Cooking is an invaluable life skill to develop and many summer camps offer excellent programs providing campers the opportunity to put on the chef hat and practice this art. On this Blog, we like to zero in on some of the record setters and pioneers of sports, crafts, and other summer camp activities. Who to choose as a pioneer in the field of Cooking?

The answer seems obvious that a foremost figure in the fine art of Cooking is the pioneering food writer and chef herself, Julia Child.

A sensible chef, Julia kept her Cooking simple and accessible for people to learn. “You don't have to cook fancy or complicated masterpieces—just good food from fresh ingredients.” Her skills in the kitchen turned her into a famous chef and, with her success in Cooking, she became an author as well as one of the first women to host their own televised Cooking show.

American herself, Julia’s main focus was on the French cuisine which she more-or-less introduced to her audience in America and contributed tips and lessons on the simplicity and easiness of preparing her wide variety of French foods.

— Records shown —
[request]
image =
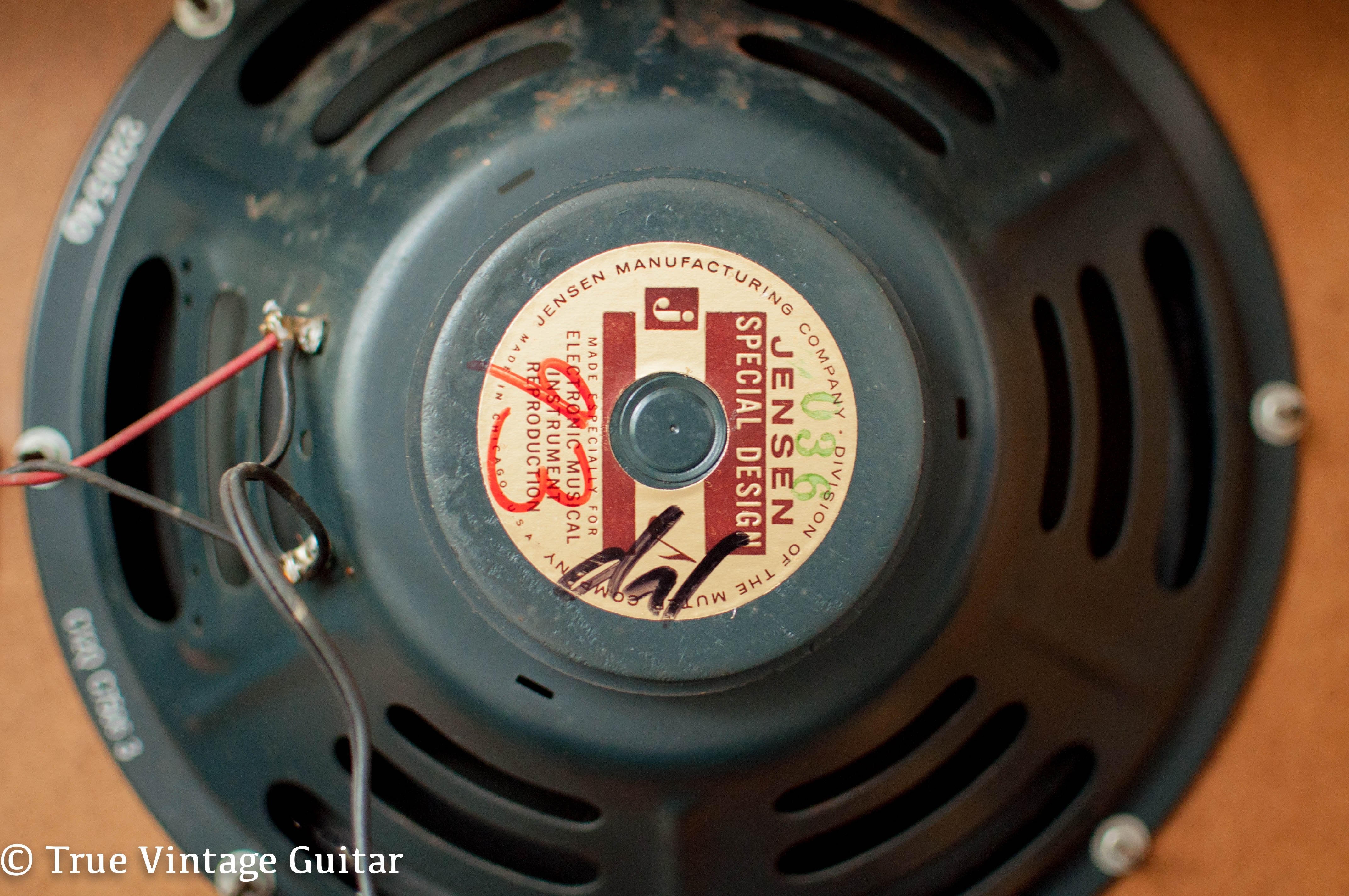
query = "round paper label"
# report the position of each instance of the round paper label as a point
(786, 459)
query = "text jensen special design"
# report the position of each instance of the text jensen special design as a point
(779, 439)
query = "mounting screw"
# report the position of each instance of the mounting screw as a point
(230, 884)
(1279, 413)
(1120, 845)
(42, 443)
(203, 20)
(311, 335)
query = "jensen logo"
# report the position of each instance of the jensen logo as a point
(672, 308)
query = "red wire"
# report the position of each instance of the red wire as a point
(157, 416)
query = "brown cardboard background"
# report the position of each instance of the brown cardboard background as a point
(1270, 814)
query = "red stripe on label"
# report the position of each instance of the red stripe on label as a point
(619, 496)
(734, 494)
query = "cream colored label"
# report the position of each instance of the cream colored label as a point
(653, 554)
--
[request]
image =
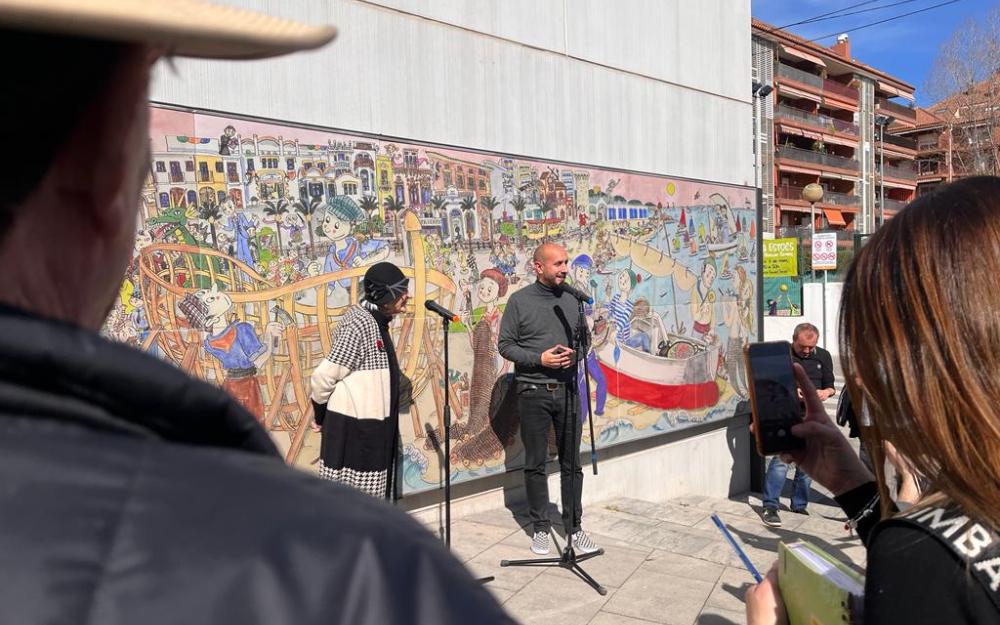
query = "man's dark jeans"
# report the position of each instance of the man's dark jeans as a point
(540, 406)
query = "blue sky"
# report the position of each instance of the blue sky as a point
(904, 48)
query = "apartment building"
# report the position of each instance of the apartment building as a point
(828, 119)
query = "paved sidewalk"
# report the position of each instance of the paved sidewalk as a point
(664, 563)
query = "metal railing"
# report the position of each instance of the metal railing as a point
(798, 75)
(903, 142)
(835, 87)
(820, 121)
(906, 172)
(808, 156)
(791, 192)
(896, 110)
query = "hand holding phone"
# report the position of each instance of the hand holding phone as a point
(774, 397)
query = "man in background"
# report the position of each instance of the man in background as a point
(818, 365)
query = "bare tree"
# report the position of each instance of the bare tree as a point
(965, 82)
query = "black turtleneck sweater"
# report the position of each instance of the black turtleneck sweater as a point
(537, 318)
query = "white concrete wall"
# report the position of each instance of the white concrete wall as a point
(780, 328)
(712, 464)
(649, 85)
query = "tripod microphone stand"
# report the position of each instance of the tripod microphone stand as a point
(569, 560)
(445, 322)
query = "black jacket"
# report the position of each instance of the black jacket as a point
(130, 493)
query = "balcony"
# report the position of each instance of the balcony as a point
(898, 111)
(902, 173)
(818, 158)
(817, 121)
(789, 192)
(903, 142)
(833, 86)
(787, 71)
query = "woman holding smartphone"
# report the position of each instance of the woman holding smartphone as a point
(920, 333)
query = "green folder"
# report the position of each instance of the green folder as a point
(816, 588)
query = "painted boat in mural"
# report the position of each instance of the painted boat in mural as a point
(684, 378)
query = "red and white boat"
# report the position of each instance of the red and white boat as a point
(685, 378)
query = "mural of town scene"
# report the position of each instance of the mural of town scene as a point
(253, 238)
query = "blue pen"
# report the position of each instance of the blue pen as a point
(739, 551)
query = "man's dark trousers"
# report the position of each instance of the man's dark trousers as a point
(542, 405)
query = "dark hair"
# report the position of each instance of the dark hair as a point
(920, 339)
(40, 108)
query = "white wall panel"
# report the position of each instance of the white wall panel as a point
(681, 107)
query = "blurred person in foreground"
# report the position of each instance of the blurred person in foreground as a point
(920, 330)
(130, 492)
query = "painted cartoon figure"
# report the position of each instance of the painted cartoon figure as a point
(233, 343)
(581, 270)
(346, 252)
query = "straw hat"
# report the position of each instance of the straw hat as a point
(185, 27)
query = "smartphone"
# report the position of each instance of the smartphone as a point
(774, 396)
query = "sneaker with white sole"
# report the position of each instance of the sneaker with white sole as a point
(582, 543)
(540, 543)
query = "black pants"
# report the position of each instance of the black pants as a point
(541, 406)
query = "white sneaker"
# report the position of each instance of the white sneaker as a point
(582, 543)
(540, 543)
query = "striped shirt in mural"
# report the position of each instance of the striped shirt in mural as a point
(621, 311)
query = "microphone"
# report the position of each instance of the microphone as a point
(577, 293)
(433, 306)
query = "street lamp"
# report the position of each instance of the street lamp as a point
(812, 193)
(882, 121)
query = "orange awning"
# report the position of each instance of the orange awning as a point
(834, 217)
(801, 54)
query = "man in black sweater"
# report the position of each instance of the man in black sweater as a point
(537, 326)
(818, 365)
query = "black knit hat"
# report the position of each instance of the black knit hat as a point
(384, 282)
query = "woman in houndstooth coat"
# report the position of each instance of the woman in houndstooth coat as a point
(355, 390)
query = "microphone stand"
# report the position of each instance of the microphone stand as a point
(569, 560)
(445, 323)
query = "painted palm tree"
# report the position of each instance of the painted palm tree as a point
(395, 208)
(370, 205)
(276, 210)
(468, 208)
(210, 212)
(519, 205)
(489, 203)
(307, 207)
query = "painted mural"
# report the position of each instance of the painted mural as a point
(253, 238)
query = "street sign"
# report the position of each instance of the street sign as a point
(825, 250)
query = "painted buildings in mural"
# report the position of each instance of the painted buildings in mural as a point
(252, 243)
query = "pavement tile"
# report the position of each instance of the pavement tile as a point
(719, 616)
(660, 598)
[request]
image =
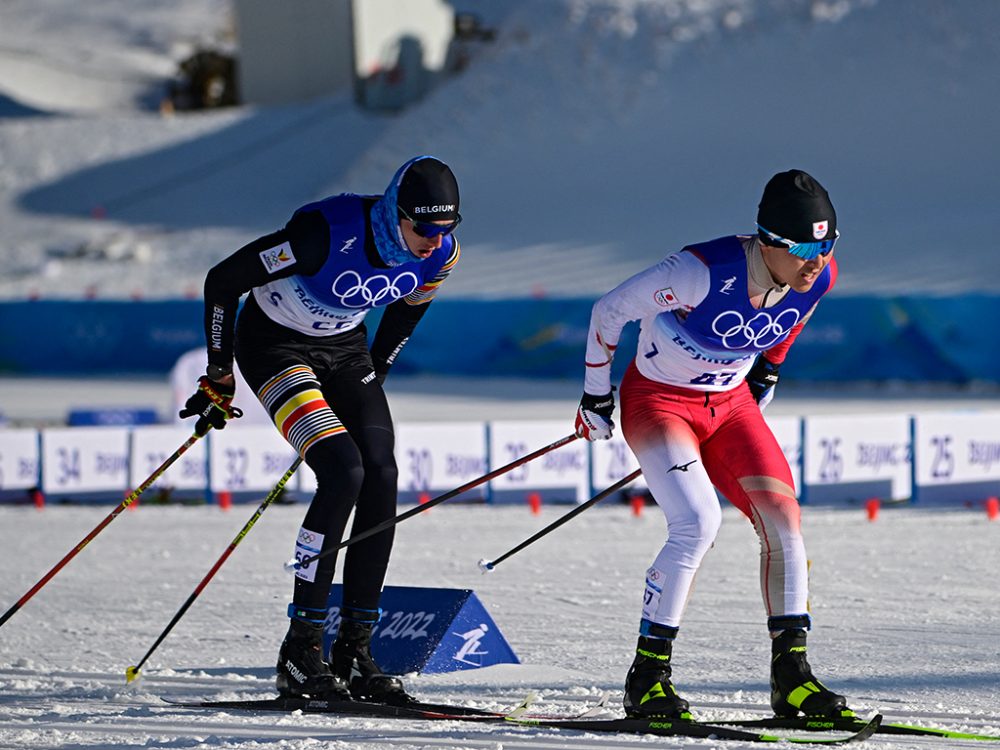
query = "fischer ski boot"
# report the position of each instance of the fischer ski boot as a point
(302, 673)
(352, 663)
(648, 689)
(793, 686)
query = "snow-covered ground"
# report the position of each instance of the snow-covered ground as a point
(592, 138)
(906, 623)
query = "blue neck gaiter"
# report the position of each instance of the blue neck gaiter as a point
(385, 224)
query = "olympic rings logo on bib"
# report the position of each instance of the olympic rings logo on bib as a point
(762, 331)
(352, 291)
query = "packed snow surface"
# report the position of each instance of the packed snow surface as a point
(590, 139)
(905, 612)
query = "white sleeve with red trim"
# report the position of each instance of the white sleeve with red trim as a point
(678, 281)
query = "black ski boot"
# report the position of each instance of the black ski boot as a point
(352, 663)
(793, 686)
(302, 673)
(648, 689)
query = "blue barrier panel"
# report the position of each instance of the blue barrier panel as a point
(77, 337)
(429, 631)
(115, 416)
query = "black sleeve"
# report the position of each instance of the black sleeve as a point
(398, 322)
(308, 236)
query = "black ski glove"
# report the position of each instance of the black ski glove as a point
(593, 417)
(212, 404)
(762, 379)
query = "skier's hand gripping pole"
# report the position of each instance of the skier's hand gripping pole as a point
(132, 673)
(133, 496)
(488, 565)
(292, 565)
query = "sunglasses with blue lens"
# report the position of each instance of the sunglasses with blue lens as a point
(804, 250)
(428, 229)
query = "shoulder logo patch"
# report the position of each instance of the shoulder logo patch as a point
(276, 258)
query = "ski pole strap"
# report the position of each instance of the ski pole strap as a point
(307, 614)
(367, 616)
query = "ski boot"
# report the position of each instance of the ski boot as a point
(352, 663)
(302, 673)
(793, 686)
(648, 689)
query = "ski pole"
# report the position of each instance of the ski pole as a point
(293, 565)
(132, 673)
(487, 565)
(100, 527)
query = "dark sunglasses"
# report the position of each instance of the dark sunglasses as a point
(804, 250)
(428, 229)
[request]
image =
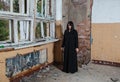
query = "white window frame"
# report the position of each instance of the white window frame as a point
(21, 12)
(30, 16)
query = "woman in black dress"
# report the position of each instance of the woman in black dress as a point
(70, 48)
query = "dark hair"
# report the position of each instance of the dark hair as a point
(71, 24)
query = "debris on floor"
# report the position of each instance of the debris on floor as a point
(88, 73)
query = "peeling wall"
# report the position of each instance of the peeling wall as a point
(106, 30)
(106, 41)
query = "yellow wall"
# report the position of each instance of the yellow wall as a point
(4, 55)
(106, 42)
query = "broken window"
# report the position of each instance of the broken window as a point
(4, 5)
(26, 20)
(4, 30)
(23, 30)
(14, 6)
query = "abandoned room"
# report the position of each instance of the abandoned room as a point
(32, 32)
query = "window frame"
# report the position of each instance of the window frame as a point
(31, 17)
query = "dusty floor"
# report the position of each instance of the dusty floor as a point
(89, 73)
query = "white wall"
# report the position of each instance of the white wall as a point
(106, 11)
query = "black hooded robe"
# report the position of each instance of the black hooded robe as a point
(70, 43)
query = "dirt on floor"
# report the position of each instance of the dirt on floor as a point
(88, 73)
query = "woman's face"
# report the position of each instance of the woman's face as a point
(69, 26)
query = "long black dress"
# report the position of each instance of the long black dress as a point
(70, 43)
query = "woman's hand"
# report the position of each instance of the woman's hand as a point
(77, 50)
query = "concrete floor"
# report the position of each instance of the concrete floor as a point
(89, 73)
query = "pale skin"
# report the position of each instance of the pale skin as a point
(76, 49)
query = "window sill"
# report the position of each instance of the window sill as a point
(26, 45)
...
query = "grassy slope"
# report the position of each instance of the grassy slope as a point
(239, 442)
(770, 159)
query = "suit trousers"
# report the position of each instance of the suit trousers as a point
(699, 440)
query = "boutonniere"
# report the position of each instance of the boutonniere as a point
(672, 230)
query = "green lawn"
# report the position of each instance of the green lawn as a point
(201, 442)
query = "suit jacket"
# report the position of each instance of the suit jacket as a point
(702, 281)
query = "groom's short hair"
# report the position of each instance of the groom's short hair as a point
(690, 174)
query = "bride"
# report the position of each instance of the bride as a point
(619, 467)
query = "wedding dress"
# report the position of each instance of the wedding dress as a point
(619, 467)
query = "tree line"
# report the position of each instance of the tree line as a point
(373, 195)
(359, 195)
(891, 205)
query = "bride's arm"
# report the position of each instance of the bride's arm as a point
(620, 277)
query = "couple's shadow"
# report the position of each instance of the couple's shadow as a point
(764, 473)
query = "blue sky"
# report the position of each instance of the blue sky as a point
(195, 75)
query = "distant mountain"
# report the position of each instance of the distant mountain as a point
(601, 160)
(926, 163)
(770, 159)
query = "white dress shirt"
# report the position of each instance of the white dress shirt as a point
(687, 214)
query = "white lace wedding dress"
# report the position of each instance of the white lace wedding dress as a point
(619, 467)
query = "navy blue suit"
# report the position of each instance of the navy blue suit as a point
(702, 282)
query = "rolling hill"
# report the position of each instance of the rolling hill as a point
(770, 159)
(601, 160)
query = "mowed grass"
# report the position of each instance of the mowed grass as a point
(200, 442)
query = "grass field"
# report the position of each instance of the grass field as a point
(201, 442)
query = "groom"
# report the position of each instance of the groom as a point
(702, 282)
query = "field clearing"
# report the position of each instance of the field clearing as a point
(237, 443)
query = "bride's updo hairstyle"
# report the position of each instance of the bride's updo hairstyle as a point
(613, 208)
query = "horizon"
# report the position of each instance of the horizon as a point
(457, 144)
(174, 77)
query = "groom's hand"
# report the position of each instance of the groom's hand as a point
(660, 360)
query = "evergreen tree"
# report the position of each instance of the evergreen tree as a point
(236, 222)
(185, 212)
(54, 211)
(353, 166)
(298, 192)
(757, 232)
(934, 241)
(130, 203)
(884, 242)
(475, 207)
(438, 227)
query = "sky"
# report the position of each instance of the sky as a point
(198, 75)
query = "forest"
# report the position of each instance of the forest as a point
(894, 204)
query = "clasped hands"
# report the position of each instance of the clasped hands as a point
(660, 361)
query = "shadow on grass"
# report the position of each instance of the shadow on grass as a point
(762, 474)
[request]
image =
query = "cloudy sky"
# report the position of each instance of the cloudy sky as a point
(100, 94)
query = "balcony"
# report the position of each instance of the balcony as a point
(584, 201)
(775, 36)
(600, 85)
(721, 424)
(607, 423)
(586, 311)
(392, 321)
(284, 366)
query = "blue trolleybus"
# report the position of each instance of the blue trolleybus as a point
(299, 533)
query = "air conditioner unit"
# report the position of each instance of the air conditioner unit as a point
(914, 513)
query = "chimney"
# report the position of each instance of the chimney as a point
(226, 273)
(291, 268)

— What to produce —
Pick up the blog passage on Julia Child as a cooking pioneer right after its last sentence and extend it by a paragraph or two in the same style.

— Reply to the task —
Her TV show was called ‘The French Chef’, a Cooking show that she created and hosted herself. The show was broadcast by the public TV station in Boston, Massachusetts WGBH for ten straight years from 1963 to 1973. ‘The French Chef’ goes down in history as one of the first cooking shows on American television!

As we appreciate our summer camps for teaching and sharing Cooking tips and advice, let’s give the same appreciation toward Ms. Child and her ability to reach thousands of viewers and help introduce them to new foods and methods. Julia shared all she could with her show and her cookbooks. Enjoy sharpening your Cooking skills at summer camp—the foods you make might have French origins!

As always, thanks for reading, Camp Fans!